**WRITTEN INSTRUCTION**
Lay out the material below as a numbered list, skipping the blank lines and leaving the pictures out.

**RECORDS FOR THIS TASK**
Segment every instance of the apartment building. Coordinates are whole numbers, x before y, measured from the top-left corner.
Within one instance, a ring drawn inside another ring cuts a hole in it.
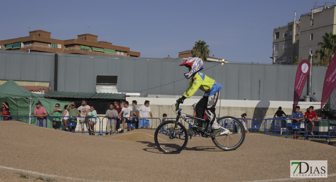
[[[29,36],[0,40],[0,49],[54,53],[139,57],[140,52],[129,47],[98,41],[97,35],[85,34],[77,39],[63,40],[51,38],[51,32],[41,30],[31,31]]]
[[[315,54],[321,47],[325,33],[336,31],[336,3],[319,6],[310,12],[301,14],[298,21],[277,27],[273,30],[272,63],[292,64],[293,58],[307,59],[309,54]]]

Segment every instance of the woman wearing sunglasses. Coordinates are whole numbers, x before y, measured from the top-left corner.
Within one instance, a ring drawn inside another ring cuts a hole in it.
[[[62,116],[63,109],[59,108],[59,104],[57,103],[55,105],[55,108],[50,113],[52,117],[52,128],[56,130],[59,130],[61,126],[60,117]]]

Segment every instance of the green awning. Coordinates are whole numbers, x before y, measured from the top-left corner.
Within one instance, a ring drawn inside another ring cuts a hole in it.
[[[51,91],[44,94],[44,97],[54,98],[89,98],[91,99],[123,99],[125,98],[126,95],[125,94]]]
[[[104,49],[102,48],[99,48],[99,47],[95,47],[92,46],[91,47],[92,47],[92,50],[93,51],[104,52]]]
[[[14,44],[13,44],[13,48],[15,49],[15,48],[19,48],[21,47],[21,42],[14,42]]]
[[[12,48],[12,47],[13,47],[13,44],[8,44],[6,45],[6,47],[5,47],[5,48],[6,49]]]
[[[105,48],[105,53],[108,54],[115,54],[116,53],[116,50],[114,49],[108,49],[107,48]]]
[[[80,47],[80,48],[83,49],[88,49],[90,50],[90,47],[88,46],[86,46],[86,45],[81,45]]]

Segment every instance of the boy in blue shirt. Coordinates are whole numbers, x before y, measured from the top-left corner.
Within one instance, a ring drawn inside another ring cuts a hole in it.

**SOLUTION BELOW**
1. Segment every instance of the apartment building. Coordinates are whole numbers, x before y, measured from the top-left corner.
2. Within one instance, a ring drawn inside another ring cuts a hole in it.
3. [[[29,36],[0,40],[0,49],[54,53],[139,57],[140,52],[129,47],[98,41],[97,35],[85,34],[77,39],[63,40],[51,38],[51,32],[41,30],[31,31]]]
4. [[[315,54],[321,47],[325,33],[336,31],[336,3],[319,6],[310,12],[301,14],[298,21],[277,27],[273,30],[272,63],[292,64],[293,58],[307,59],[309,54]]]
5. Segment every instance of the woman wearing sunglasses. Coordinates are whole numbers, x before y, measured from the top-left corner.
6. Within one instance, a ring drawn inside another ring cuts a hole in it.
7. [[[62,116],[63,109],[59,108],[59,104],[57,103],[55,105],[55,108],[50,113],[52,117],[52,128],[56,130],[59,130],[61,126],[60,117]]]
8. Segment every instance of the green awning. Coordinates are whole numbers, x before y, measured from the top-left corner.
9. Within one instance, a ring drawn inside another ring cuts a hole in it.
10. [[[51,91],[44,94],[44,97],[54,98],[89,98],[91,99],[123,99],[125,98],[126,95],[125,94]]]
11. [[[104,49],[102,48],[99,48],[99,47],[95,47],[92,46],[91,47],[92,47],[92,50],[93,51],[104,52]]]
12. [[[14,44],[13,44],[13,48],[15,49],[15,48],[19,48],[21,47],[21,42],[14,42]]]
13. [[[12,48],[12,47],[13,47],[13,44],[8,44],[6,45],[6,47],[5,47],[5,48],[6,49]]]
14. [[[105,48],[105,53],[108,54],[115,54],[116,53],[116,50],[114,49],[108,49],[107,48]]]
15. [[[80,47],[80,48],[83,49],[88,49],[90,50],[90,47],[88,46],[86,46],[86,45],[81,45]]]
16. Segment every instance of the boy in blue shirt. Coordinates are whole numbers, x before y, measured from the top-left corner.
17. Within one instance, a ring drawn inside another ring cuts a hole in it.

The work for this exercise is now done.